> _SET EXERCISE_: Render the stretch of the entries below, from the line containing "Could you kindly segment every instance of the **sunglasses" through the last line of the entries, as a Markdown table with the columns Row and Line text, numbering each row and omitting blank lines.

> _STORED RECORDS_:

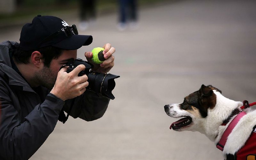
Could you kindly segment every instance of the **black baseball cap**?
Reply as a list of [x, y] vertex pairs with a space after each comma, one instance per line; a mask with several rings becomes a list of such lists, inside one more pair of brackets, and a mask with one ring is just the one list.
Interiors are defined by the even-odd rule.
[[77, 34], [72, 34], [68, 36], [64, 31], [61, 30], [67, 26], [72, 28], [73, 25], [69, 27], [66, 22], [56, 17], [38, 15], [34, 18], [31, 23], [23, 26], [20, 38], [20, 48], [25, 51], [36, 50], [52, 46], [75, 50], [92, 43], [92, 36], [78, 35], [77, 32]]

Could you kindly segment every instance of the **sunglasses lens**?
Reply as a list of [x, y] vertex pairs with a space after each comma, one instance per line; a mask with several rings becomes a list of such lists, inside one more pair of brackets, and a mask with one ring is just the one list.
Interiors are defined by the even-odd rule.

> _WRITTEN RESPONSE_:
| Row | Line text |
|---|---|
| 1 | Could you kindly segment every instance of the **sunglasses lens**? |
| 2 | Reply as a list of [x, y] vertex pairs with a space after each comma, one instance per line; a mask with several rings becomes a list of such lists, inside one more pair of brackets, and a mask with one ring is just the one list. |
| 3 | Interiors are defined by the even-odd rule. |